Text to read:

— Start —

In what journalist Naomi Klein characterized as "serious emolument news," a labor rights advocate says he believes he was detained by the Chinese government because a factory he was investigating for labor abuses produces shoes for Ivanka Trump's brand.
In an interview with the The Guardian, the Chinese activist, Hua Haifeng, spoke publicly for the first time since his detention:
"When I was first taken away by police, I couldn't understand why I was being arrested," said Hua, 36. "But once I was released and was reconnected to the outside world, I think it was probably because of the factory's connection to Ivanka."
"Before I arrived at the factory I didn't even know Ivanka had a clothing brand. And it wasn't until I was released I knew this brand was related to the daughter of the U.S. president."
Hua and two other activists with China Labor Watch, an NYC-based nonprofit group, were taken into Chinese police custody in late May. The group described the Huajian factory as "the worst among the dozens of factories we have investigated over the past year," documenting brutal verbal abuse, 15-hour workdays, and rampant wage theft. (The report echoes findings from a Guardian investigation of factory in Indonesia that is also a supplier for Ivanka Trump's label.)

— End —

Position annotation records:
— Start —

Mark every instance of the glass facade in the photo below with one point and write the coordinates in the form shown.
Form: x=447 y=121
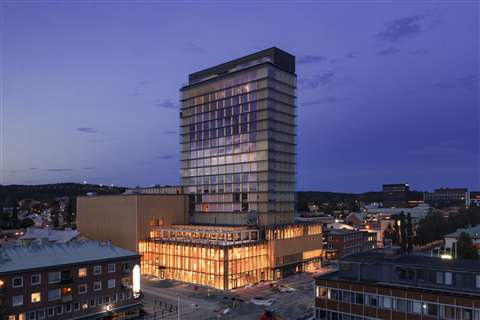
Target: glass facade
x=238 y=142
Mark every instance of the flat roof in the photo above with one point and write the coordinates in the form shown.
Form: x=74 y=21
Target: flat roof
x=36 y=256
x=278 y=57
x=414 y=260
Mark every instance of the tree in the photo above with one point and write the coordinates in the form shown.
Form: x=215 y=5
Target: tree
x=403 y=232
x=465 y=247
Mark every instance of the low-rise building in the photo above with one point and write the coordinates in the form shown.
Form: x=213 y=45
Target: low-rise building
x=384 y=285
x=74 y=280
x=127 y=219
x=344 y=242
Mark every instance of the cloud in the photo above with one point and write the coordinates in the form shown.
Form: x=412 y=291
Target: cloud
x=309 y=59
x=403 y=28
x=352 y=54
x=87 y=130
x=318 y=101
x=166 y=157
x=417 y=52
x=59 y=169
x=167 y=104
x=316 y=81
x=388 y=51
x=468 y=82
x=193 y=48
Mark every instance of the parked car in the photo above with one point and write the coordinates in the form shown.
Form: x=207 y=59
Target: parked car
x=285 y=288
x=261 y=301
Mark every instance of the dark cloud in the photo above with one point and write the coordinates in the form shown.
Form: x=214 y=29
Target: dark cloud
x=316 y=81
x=167 y=104
x=166 y=157
x=467 y=82
x=193 y=48
x=388 y=51
x=309 y=59
x=323 y=100
x=403 y=28
x=87 y=130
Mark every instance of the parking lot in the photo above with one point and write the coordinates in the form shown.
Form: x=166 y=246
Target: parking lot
x=196 y=302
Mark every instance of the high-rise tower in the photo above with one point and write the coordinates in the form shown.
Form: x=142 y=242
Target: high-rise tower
x=238 y=140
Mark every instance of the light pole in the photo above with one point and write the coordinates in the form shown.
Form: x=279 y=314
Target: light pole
x=178 y=307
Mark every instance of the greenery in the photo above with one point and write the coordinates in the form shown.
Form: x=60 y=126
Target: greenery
x=465 y=247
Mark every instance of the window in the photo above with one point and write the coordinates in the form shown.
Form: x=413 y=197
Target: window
x=97 y=286
x=82 y=289
x=36 y=297
x=448 y=278
x=17 y=282
x=97 y=270
x=54 y=294
x=111 y=283
x=439 y=277
x=82 y=272
x=54 y=277
x=17 y=301
x=36 y=279
x=111 y=267
x=41 y=314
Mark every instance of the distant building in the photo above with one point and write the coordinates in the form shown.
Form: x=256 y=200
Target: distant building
x=344 y=242
x=75 y=280
x=128 y=219
x=383 y=285
x=395 y=195
x=44 y=235
x=451 y=238
x=447 y=197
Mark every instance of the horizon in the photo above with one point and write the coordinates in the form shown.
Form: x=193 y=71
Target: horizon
x=98 y=101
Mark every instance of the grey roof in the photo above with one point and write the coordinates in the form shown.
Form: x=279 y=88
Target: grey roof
x=415 y=260
x=17 y=258
x=473 y=232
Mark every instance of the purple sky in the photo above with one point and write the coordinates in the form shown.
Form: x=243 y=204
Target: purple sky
x=386 y=92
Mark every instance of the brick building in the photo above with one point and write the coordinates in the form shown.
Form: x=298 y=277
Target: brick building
x=75 y=280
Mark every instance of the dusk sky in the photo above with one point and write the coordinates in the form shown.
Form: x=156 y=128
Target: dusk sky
x=387 y=92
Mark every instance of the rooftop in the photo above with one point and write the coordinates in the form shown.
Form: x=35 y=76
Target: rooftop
x=273 y=55
x=19 y=258
x=380 y=256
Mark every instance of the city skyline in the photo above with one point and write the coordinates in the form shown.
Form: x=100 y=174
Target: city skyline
x=99 y=102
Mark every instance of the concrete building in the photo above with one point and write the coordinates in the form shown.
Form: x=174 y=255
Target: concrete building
x=238 y=140
x=451 y=238
x=385 y=285
x=447 y=197
x=344 y=242
x=74 y=280
x=395 y=195
x=127 y=219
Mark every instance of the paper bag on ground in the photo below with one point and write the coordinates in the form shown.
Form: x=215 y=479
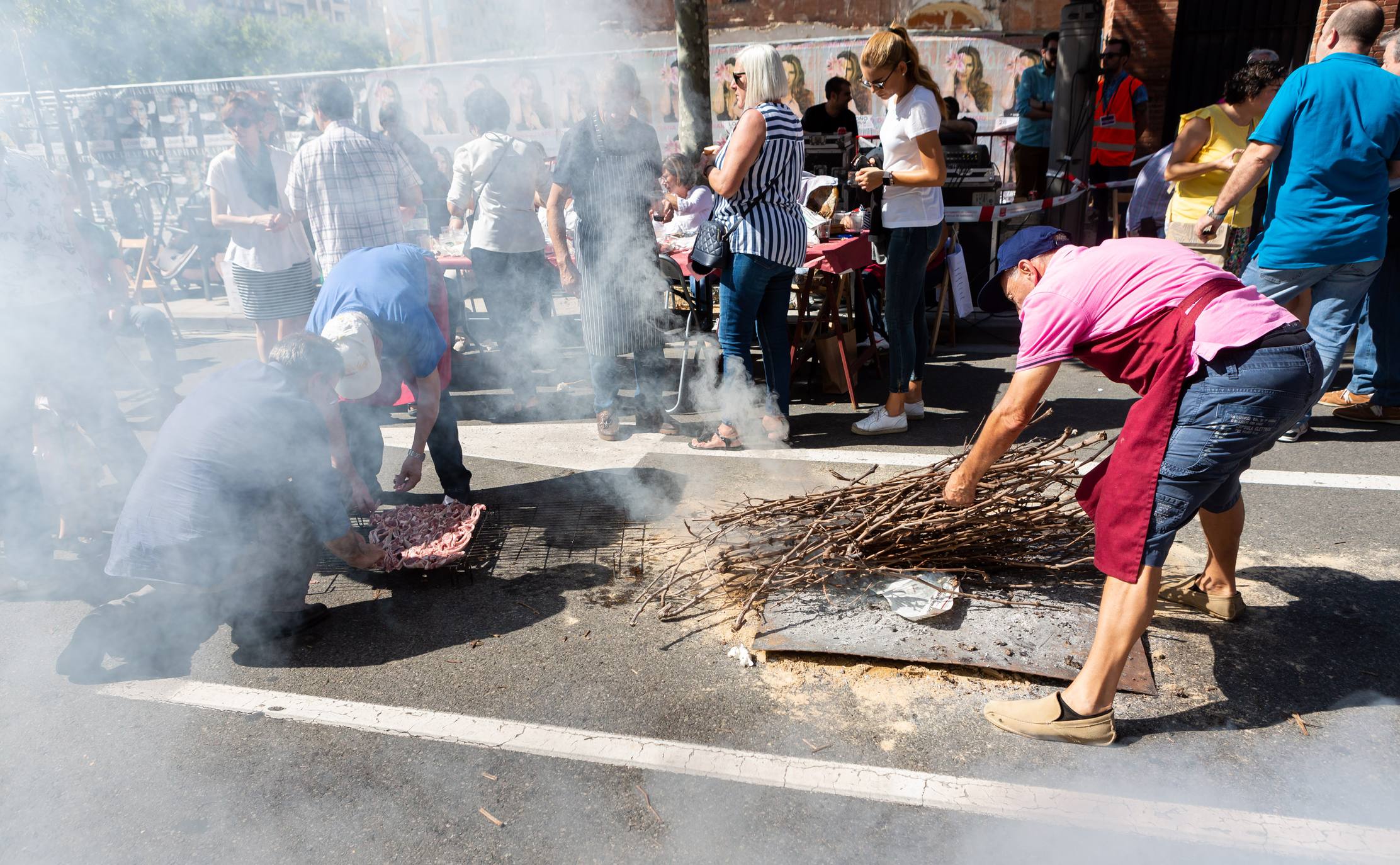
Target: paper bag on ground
x=833 y=378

— End —

Exercise 1:
Answer these questions about the passage on Hua Haifeng's detention.
(a) How old is Hua?
(b) In which city is China Labor Watch based?
(c) What does the factory Hua was investigating produce for Ivanka Trump's brand?
Exercise 2:
Copy the passage on Hua Haifeng's detention from the words "In what journalist" to the words "Ivanka Trump's brand.", and switch "shoes" to "handbags".

Right answer 1:
(a) 36
(b) NYC
(c) Shoes

Right answer 2:
In what journalist Naomi Klein characterized as "serious emolument news," a labor rights advocate says he believes he was detained by the Chinese government because a factory he was investigating for labor abuses produces handbags for Ivanka Trump's brand.